Design and analysis of modular composites drybox hull of hybrid autonomous underwater vehicle

Design and analysis of modular composites drybox hull of hybrid autonomous underwater vehicle

Muljowidodo K.¹, Sapto Adi Nugroho², Nico Prayogo³, Budhi Gunadharma⁴ & Agus Budiyono^5*

1Faculty of Mechanical and Aerospace Engineering, Institut Teknologi Bandung, Ganesha 10, Bandung, Indonesia

2, 3 Center for Unmanned System Studies (CentrUMS), Institut Teknologi Bandung.Ganesha 10, Bandung, Indonesia

4National Marine and Fisheries Research Agency, BRKP, Jakarta, Jalan Pasir Putih, Jakarta, Indonesia

5Department of Aerospace Engineering, Konkuk University, Seoul, Korea,

[E-Mail: ¹muljo@bdg.centrin.net.id., ²ssaptoadi@gmail.com., ³prayogo_nico@yahoo.co.id., ⁴budhi_gunadharma@yahoo.com,

5agus@konkuk.ac.kr *]

Received 26 July 2012, revised 17 August 2012

Present study consists the design method for modular composite hull of a hybrid autonomous underwater vehicle. Step by step method to design the modular composite drybox hull is described and discussed. FEA (Finite Element Analysis) for material strength analysis was used to design and estimate composition of each layer of composites structure. Overall proposed design method lead to the identification of the most efficient number of layers and acceptable safety factor for the composites drybox.

[Keywords: Hybrid AUV, Sea Glider, Autonomous Underwater Vehicle, Drybox, Composites.]

Introduction

The design for pressure hull and buoyancy structures in underwater application has widely made use of composites. Submersibles have been developed and successfully used (remotely) at depths as great as 5000 ft (1524 m) and hydrostatic pressures of 2000 psi (13790kPa), although commercial and manned structures have been generally limited to depth of 1200 ft (366 m)¹.

Compared with general metal material, composites promise some advantages as follows²:

• Composites can provide a specific tensile strength (ratio material strength to density) that is approximately four to six times greater than steel or aluminum.

• Composites can provide a specific modulus (ratio of material stiffness to density) that is three and half five times greater than steel or aluminum.

• The fatigue endurance limit is much higher than that for steel or aluminum.

• Toughened composites can give impact energies significantly higher than those of aluminum alloys.

• Design flexibility is greater and can allow for physical property directionality in part where desired.

• The potential for corrosion is significantly reduced.

• Composites materials can eliminate many joints and can be fastened by simplified methods, thus eliminating both structural weakness and manufacturing cost.

◆ Problems and tasks:
a) Summarize the passage on the composite drybox hull in two sentences.
b) Write the next part of the passage on the composite drybox hull, continuing from its final sentence.
The items originate from a source separate from the passage on the composite drybox hull.

◆ Extracted data:
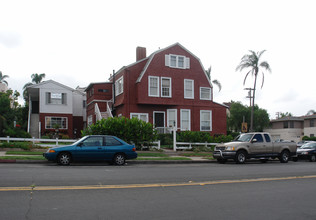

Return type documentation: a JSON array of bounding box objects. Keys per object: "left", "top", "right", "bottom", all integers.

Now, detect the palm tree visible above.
[
  {"left": 236, "top": 50, "right": 271, "bottom": 131},
  {"left": 205, "top": 66, "right": 222, "bottom": 91},
  {"left": 0, "top": 71, "right": 9, "bottom": 85},
  {"left": 23, "top": 73, "right": 46, "bottom": 102}
]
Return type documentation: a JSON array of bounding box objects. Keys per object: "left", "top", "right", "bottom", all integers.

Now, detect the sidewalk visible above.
[{"left": 0, "top": 149, "right": 214, "bottom": 164}]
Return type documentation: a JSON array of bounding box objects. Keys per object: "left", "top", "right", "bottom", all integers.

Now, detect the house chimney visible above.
[{"left": 136, "top": 47, "right": 146, "bottom": 61}]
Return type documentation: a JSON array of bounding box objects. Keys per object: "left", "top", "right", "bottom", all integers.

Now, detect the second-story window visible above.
[
  {"left": 46, "top": 92, "right": 67, "bottom": 105},
  {"left": 115, "top": 76, "right": 124, "bottom": 96},
  {"left": 200, "top": 87, "right": 211, "bottom": 100},
  {"left": 184, "top": 79, "right": 194, "bottom": 99},
  {"left": 148, "top": 76, "right": 159, "bottom": 97},
  {"left": 161, "top": 77, "right": 171, "bottom": 97}
]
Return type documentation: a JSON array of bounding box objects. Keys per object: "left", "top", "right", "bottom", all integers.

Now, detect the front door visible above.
[{"left": 154, "top": 112, "right": 165, "bottom": 128}]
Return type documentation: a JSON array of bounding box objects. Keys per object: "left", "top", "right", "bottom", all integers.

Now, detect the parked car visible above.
[
  {"left": 213, "top": 132, "right": 296, "bottom": 163},
  {"left": 293, "top": 142, "right": 316, "bottom": 162},
  {"left": 43, "top": 135, "right": 137, "bottom": 165}
]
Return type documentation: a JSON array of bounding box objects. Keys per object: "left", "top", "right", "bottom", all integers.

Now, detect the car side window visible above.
[
  {"left": 82, "top": 137, "right": 103, "bottom": 147},
  {"left": 253, "top": 134, "right": 263, "bottom": 143},
  {"left": 264, "top": 134, "right": 271, "bottom": 142},
  {"left": 105, "top": 137, "right": 122, "bottom": 146}
]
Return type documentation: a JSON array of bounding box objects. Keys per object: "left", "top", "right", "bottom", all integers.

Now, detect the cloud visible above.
[{"left": 0, "top": 31, "right": 21, "bottom": 48}]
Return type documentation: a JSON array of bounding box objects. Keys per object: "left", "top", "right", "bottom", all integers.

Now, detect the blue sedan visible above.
[{"left": 43, "top": 135, "right": 137, "bottom": 165}]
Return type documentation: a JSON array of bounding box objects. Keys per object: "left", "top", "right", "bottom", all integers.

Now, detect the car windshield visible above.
[
  {"left": 235, "top": 134, "right": 253, "bottom": 142},
  {"left": 72, "top": 136, "right": 88, "bottom": 145},
  {"left": 300, "top": 143, "right": 316, "bottom": 149}
]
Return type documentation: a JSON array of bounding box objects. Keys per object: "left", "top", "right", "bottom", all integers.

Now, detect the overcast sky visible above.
[{"left": 0, "top": 0, "right": 316, "bottom": 118}]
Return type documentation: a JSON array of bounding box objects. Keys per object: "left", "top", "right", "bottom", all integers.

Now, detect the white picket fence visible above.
[{"left": 0, "top": 136, "right": 77, "bottom": 147}]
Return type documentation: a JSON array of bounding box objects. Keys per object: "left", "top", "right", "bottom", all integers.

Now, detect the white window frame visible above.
[
  {"left": 160, "top": 77, "right": 172, "bottom": 98},
  {"left": 130, "top": 113, "right": 148, "bottom": 122},
  {"left": 148, "top": 76, "right": 159, "bottom": 97},
  {"left": 200, "top": 110, "right": 212, "bottom": 131},
  {"left": 45, "top": 116, "right": 68, "bottom": 130},
  {"left": 153, "top": 111, "right": 166, "bottom": 127},
  {"left": 169, "top": 54, "right": 186, "bottom": 69},
  {"left": 180, "top": 109, "right": 191, "bottom": 131},
  {"left": 115, "top": 76, "right": 124, "bottom": 96},
  {"left": 167, "top": 109, "right": 178, "bottom": 127},
  {"left": 200, "top": 87, "right": 212, "bottom": 100},
  {"left": 184, "top": 79, "right": 194, "bottom": 99},
  {"left": 87, "top": 115, "right": 93, "bottom": 125}
]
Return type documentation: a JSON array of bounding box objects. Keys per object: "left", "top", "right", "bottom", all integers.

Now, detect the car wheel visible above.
[
  {"left": 113, "top": 154, "right": 125, "bottom": 166},
  {"left": 217, "top": 158, "right": 227, "bottom": 164},
  {"left": 279, "top": 150, "right": 290, "bottom": 163},
  {"left": 235, "top": 150, "right": 247, "bottom": 164},
  {"left": 309, "top": 154, "right": 316, "bottom": 162},
  {"left": 57, "top": 152, "right": 71, "bottom": 165}
]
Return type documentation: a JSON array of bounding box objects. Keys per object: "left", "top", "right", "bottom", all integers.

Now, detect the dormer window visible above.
[{"left": 165, "top": 54, "right": 190, "bottom": 69}]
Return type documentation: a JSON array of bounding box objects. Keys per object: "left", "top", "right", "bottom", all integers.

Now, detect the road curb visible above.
[{"left": 0, "top": 159, "right": 216, "bottom": 164}]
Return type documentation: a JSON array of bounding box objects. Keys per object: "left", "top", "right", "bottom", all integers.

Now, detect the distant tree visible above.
[
  {"left": 236, "top": 50, "right": 271, "bottom": 131},
  {"left": 205, "top": 66, "right": 222, "bottom": 91},
  {"left": 0, "top": 71, "right": 9, "bottom": 85},
  {"left": 23, "top": 73, "right": 46, "bottom": 103},
  {"left": 280, "top": 112, "right": 293, "bottom": 118},
  {"left": 227, "top": 101, "right": 270, "bottom": 132},
  {"left": 306, "top": 109, "right": 316, "bottom": 115}
]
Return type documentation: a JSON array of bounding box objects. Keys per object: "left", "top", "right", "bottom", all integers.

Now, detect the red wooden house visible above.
[{"left": 104, "top": 43, "right": 227, "bottom": 134}]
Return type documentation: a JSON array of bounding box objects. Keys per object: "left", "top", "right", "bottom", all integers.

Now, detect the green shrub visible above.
[
  {"left": 0, "top": 142, "right": 34, "bottom": 150},
  {"left": 82, "top": 117, "right": 157, "bottom": 148},
  {"left": 302, "top": 136, "right": 316, "bottom": 141}
]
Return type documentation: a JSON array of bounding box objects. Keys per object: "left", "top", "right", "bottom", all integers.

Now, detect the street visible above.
[{"left": 0, "top": 161, "right": 316, "bottom": 219}]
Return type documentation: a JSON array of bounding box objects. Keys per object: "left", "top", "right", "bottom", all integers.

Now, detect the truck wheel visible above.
[
  {"left": 235, "top": 150, "right": 247, "bottom": 164},
  {"left": 279, "top": 150, "right": 290, "bottom": 163}
]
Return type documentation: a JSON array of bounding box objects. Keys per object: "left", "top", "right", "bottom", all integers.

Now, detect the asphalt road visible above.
[{"left": 0, "top": 161, "right": 316, "bottom": 219}]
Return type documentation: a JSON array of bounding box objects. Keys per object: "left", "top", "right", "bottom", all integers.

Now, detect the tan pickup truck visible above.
[{"left": 213, "top": 132, "right": 296, "bottom": 163}]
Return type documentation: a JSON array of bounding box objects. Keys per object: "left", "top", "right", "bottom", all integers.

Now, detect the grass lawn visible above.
[
  {"left": 181, "top": 152, "right": 213, "bottom": 157},
  {"left": 137, "top": 152, "right": 168, "bottom": 157},
  {"left": 6, "top": 151, "right": 43, "bottom": 155},
  {"left": 136, "top": 157, "right": 191, "bottom": 160}
]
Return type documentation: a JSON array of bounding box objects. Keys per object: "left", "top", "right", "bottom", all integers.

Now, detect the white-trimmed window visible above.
[
  {"left": 180, "top": 109, "right": 191, "bottom": 131},
  {"left": 130, "top": 113, "right": 148, "bottom": 122},
  {"left": 115, "top": 76, "right": 124, "bottom": 96},
  {"left": 167, "top": 109, "right": 177, "bottom": 127},
  {"left": 148, "top": 76, "right": 159, "bottom": 97},
  {"left": 87, "top": 115, "right": 93, "bottom": 125},
  {"left": 165, "top": 54, "right": 190, "bottom": 69},
  {"left": 200, "top": 110, "right": 212, "bottom": 131},
  {"left": 45, "top": 116, "right": 68, "bottom": 129},
  {"left": 184, "top": 79, "right": 194, "bottom": 99},
  {"left": 46, "top": 92, "right": 67, "bottom": 105},
  {"left": 200, "top": 87, "right": 211, "bottom": 100},
  {"left": 161, "top": 77, "right": 171, "bottom": 98}
]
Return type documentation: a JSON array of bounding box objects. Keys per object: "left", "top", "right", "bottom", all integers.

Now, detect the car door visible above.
[
  {"left": 105, "top": 136, "right": 123, "bottom": 160},
  {"left": 77, "top": 136, "right": 105, "bottom": 161}
]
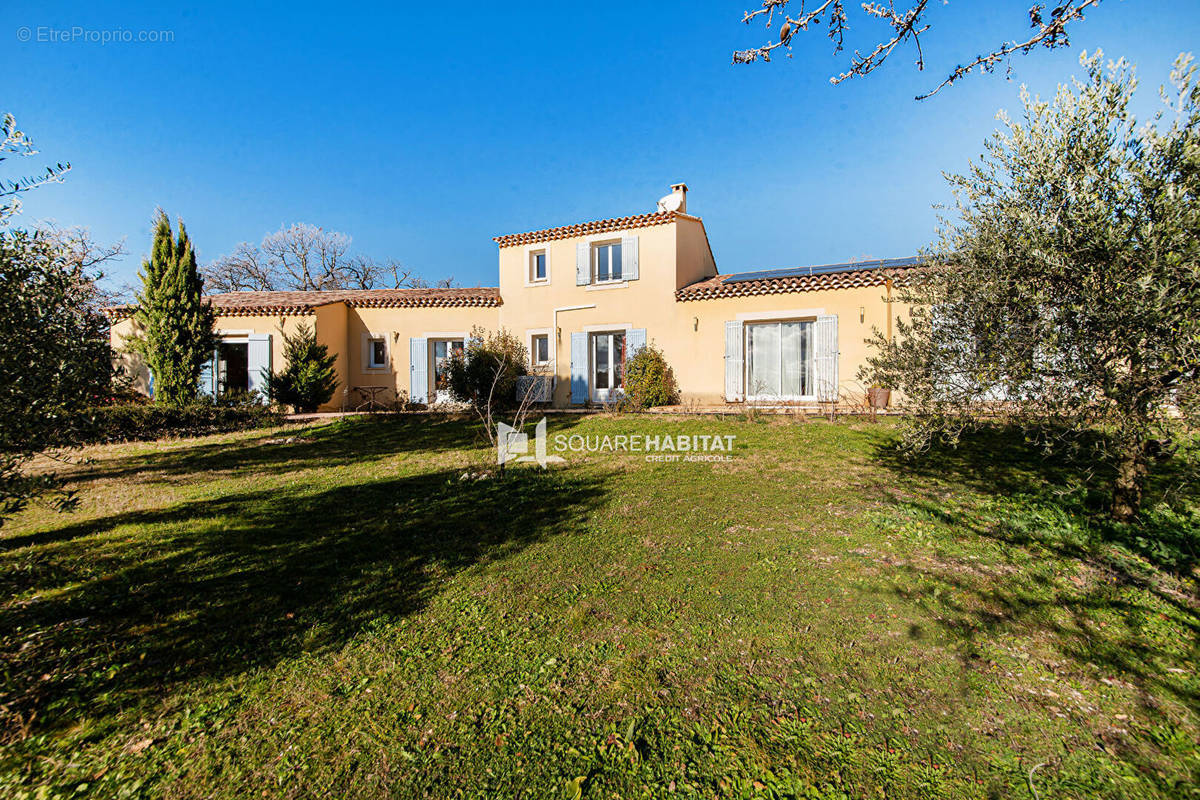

◆ Results:
a) The passage on the composite drybox hull presents a step-by-step design method for the modular composite hull of a hybrid autonomous underwater vehicle. It uses finite element analysis to estimate the composition of each composite layer, leading to the most efficient number of layers and an acceptable safety factor, and its introduction lists advantages of composites over steel or aluminum, such as a higher fatigue endurance limit and reduced corrosion potential.

b)
Materials and Methods

The application of composites hull for underwater vehicle has been started several years ago at the Center for Unmanned System Studies (CentrUMS)- ITB². The composite material has been used to build the main structure (main hull and floatation) as well as for the reinforced sub structure (tools, manipulator) in CentrUMS-ITB’s underwater vehicles. The example of the composite-based underwater vehicle platform in our research center is shown in Figure 1:

If compared with another metal structure, this structure tends to increase the operating depth to weight ratio more than 2 times. The lesson learned from this experience is used for the new design of hybrid AUV prototype.

The current practices for the design of submarine pressure hulls have been surveyed by MacKay et.al in³. Combination of experimental and finite element modeling was identified as the primary practice in investigating shell structure under external pressure.

In the survey, it was found that the accuracy of a wide range of nonlinear numerical methods, including axisymmetric finite difference and general shell finite

element (FE) models to be within approximately 16%

with 95% confidence. Cao et.al in⁴ investigated a hybrid ship hull made of a steel truss and composite sandwich skins. In the analyzed structure, the steel truss was designed to carry the bending loads, whereas the composite skins were designed to carry shear and water pressure loads. It was demonstrated that substantial yielding and residual deformation of the steel truss appeared when the model was subjected to loading 36% over the design load. However, under this loading there was no indication of damage in any of the composite sandwich panels, nor in the bonds between the panels and the steel truss⁵.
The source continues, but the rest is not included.